OBJECTIVE: Copy out the lines of the material below, word for word, from the line containing "post, one per animal or object that matches." through the end of the material, including both ends. Leave any pictures out of your answer.

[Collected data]

↓

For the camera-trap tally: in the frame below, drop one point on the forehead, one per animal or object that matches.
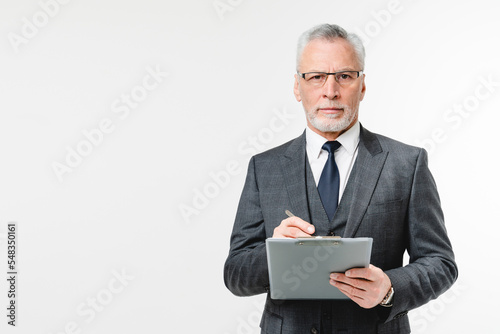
(328, 55)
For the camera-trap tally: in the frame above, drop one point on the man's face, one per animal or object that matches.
(331, 108)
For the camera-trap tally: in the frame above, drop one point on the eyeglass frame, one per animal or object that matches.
(303, 75)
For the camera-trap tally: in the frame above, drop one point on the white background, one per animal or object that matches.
(228, 94)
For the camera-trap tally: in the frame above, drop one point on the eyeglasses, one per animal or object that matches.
(318, 79)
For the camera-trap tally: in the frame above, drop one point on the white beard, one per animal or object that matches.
(331, 123)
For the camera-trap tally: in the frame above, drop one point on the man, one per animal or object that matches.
(375, 187)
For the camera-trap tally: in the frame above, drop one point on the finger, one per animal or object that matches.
(349, 290)
(359, 284)
(300, 224)
(370, 273)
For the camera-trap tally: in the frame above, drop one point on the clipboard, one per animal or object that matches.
(300, 268)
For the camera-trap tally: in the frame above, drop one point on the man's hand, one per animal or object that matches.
(293, 227)
(365, 286)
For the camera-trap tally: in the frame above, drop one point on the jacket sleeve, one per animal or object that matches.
(245, 270)
(432, 268)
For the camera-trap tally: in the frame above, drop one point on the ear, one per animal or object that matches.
(296, 90)
(363, 88)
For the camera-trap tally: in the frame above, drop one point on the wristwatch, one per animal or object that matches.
(386, 302)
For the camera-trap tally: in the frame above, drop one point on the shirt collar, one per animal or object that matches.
(348, 139)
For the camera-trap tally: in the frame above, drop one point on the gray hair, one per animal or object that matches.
(330, 32)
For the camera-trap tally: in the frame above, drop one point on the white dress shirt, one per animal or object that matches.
(345, 155)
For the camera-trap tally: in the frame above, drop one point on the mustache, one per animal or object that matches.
(334, 105)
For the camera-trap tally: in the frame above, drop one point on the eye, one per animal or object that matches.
(344, 76)
(315, 77)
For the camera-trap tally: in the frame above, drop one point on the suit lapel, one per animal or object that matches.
(369, 164)
(293, 163)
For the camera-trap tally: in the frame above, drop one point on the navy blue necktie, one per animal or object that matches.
(328, 186)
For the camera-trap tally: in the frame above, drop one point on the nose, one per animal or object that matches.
(331, 88)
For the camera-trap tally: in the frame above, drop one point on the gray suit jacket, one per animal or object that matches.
(392, 198)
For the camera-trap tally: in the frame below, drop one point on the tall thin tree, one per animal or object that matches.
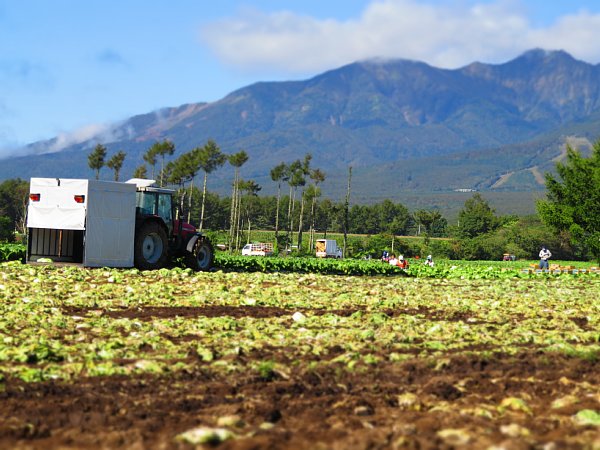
(209, 159)
(150, 158)
(305, 171)
(278, 174)
(346, 210)
(115, 163)
(318, 176)
(237, 160)
(162, 149)
(96, 159)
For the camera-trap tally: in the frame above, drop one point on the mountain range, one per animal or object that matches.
(421, 135)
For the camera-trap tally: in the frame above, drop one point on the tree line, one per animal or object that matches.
(568, 220)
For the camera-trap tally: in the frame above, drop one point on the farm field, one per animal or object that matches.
(463, 357)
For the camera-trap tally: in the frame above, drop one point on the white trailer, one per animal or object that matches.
(86, 222)
(327, 248)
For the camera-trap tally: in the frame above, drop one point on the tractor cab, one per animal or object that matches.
(161, 233)
(156, 202)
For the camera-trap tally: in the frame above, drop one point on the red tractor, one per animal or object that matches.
(110, 224)
(160, 237)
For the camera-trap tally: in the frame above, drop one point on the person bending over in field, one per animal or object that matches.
(545, 255)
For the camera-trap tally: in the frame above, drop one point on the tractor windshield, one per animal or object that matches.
(157, 204)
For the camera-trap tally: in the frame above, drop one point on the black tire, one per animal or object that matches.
(150, 247)
(202, 256)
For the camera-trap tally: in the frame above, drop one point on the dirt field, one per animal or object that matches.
(455, 405)
(287, 361)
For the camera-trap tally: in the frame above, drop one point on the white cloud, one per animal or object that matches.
(450, 34)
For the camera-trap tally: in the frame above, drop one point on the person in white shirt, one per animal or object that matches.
(545, 255)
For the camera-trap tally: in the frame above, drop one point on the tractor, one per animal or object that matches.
(110, 224)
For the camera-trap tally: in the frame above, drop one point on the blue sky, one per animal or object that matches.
(72, 68)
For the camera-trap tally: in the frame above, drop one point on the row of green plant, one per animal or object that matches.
(65, 322)
(12, 252)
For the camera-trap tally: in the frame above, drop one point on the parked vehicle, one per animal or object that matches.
(327, 248)
(110, 224)
(258, 249)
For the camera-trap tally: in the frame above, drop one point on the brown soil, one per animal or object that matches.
(326, 408)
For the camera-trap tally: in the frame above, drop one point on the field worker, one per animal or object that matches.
(545, 255)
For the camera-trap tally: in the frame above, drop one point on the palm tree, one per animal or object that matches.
(237, 160)
(161, 149)
(96, 159)
(150, 158)
(140, 172)
(251, 189)
(318, 176)
(278, 174)
(305, 172)
(116, 162)
(209, 158)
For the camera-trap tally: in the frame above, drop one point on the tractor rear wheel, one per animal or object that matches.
(202, 256)
(150, 247)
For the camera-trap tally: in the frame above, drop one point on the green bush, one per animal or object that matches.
(7, 232)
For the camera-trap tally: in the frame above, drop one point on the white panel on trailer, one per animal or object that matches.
(110, 228)
(56, 208)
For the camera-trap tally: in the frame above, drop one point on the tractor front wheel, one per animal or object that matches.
(150, 247)
(202, 256)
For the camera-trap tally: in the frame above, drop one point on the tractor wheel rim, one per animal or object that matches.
(202, 257)
(152, 248)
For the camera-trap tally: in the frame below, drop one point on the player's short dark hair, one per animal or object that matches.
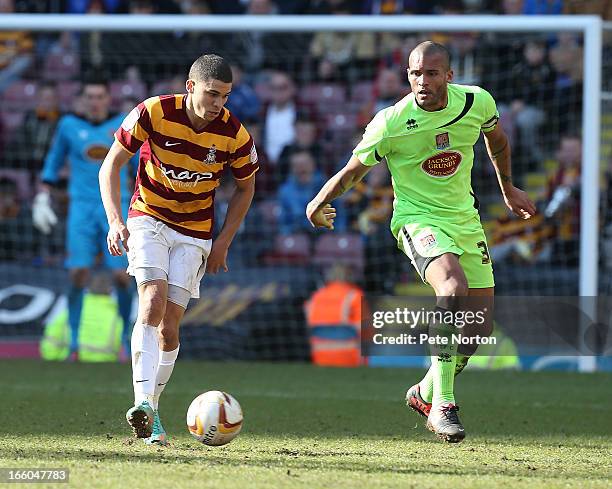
(211, 67)
(430, 48)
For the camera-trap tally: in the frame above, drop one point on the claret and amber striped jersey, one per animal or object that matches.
(180, 167)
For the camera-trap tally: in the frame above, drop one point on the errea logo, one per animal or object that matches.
(411, 124)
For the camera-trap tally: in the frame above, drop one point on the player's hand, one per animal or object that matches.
(519, 203)
(43, 216)
(321, 215)
(117, 237)
(217, 259)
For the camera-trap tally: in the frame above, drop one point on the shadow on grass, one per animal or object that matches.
(371, 463)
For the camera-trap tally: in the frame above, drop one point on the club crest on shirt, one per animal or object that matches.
(211, 157)
(428, 241)
(442, 141)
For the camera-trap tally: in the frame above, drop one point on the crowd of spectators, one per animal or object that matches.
(304, 97)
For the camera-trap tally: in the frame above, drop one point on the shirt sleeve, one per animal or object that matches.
(373, 146)
(135, 128)
(243, 159)
(490, 113)
(58, 151)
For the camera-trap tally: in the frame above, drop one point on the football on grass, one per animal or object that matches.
(214, 418)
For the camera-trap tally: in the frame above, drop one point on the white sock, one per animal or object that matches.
(164, 371)
(145, 355)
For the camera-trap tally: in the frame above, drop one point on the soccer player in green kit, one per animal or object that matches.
(427, 140)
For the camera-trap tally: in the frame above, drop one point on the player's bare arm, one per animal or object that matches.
(237, 208)
(319, 211)
(110, 189)
(498, 148)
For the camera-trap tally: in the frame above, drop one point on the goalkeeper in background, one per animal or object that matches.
(83, 141)
(427, 140)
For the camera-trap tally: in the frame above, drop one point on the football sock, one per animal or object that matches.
(164, 371)
(145, 355)
(443, 361)
(75, 306)
(124, 301)
(426, 384)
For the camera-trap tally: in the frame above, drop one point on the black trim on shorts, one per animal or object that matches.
(420, 262)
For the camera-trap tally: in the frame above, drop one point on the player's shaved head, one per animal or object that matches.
(211, 67)
(430, 48)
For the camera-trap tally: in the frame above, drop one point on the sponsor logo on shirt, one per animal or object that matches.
(188, 178)
(428, 241)
(442, 141)
(211, 157)
(442, 164)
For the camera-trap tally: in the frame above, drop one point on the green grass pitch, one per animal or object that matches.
(308, 427)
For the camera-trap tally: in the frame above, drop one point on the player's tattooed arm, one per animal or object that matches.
(515, 199)
(499, 152)
(352, 173)
(319, 211)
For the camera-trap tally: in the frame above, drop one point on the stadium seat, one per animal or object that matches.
(270, 212)
(262, 89)
(161, 87)
(123, 89)
(343, 122)
(289, 249)
(323, 95)
(362, 92)
(346, 248)
(21, 96)
(11, 122)
(67, 91)
(61, 66)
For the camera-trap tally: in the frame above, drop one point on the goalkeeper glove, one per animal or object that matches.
(42, 214)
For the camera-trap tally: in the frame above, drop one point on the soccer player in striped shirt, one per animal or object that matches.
(185, 142)
(427, 140)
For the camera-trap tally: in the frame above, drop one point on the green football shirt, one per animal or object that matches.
(430, 154)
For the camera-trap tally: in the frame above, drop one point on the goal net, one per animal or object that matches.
(305, 89)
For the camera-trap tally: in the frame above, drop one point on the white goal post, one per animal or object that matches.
(589, 26)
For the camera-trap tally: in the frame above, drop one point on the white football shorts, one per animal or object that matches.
(153, 244)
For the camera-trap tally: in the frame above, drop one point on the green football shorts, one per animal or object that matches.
(423, 240)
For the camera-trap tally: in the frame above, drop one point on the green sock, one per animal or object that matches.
(443, 362)
(426, 384)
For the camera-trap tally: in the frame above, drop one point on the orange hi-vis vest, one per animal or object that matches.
(333, 315)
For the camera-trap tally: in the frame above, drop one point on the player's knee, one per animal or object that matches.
(453, 286)
(122, 280)
(168, 335)
(152, 305)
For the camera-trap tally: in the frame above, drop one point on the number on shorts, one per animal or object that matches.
(486, 259)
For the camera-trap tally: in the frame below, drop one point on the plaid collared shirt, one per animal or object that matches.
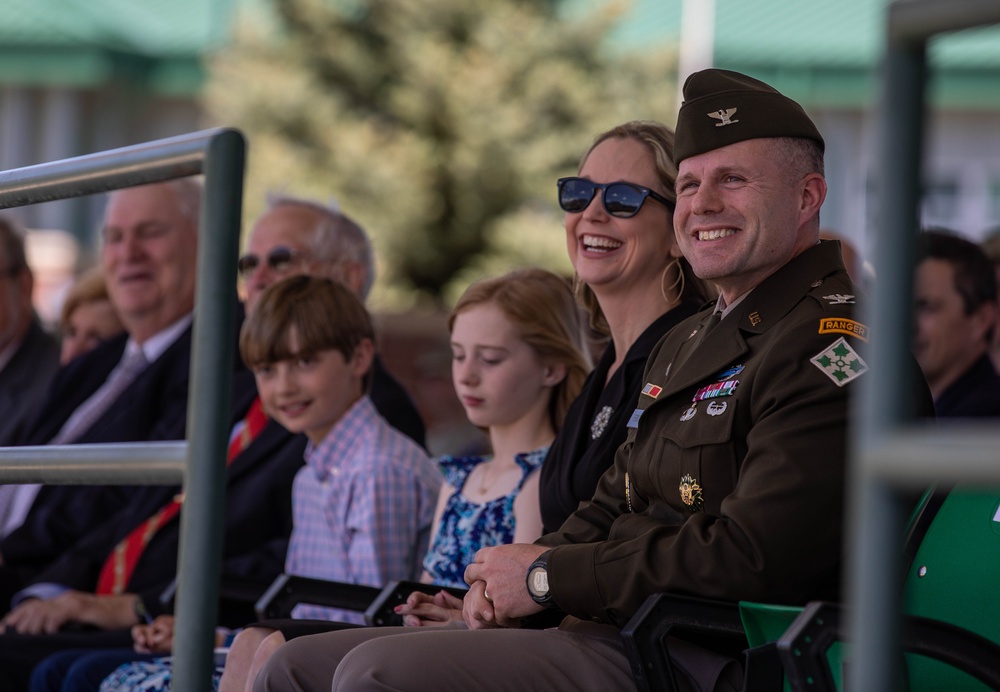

↑

WRITTEN RESPONSE:
For the camera-trap tally: in the frame above, drop one point on the white goal post, one per animal or object that matches.
(589, 26)
For the camera-trap tally: in the frame above, drop one point on the white football shorts, one per animal or object that matches.
(153, 244)
For the camera-trap tally: in the frame above, drop one point on the green football shorts, one per animal or object that matches.
(423, 240)
For the camera-trap tally: in the frame above, drop one point on the green sock, one per animal or object that matches.
(443, 362)
(426, 384)
For the camera-trap tally: in the frame above, drop one point on the orange hi-vis vest, one per animal or object that matches.
(333, 315)
For the camera-trap tally: in the frame above, drop one point on the player's knee, one per animal or object that matches.
(453, 286)
(122, 280)
(168, 335)
(152, 305)
For the camera-trap tally: in the frame above, drop one point on the number on shorts, one per animal or object that matches.
(486, 259)
For the camera-trap tally: in the frame below, drop one point on the plaid collared shirt, one per animal or object that matches.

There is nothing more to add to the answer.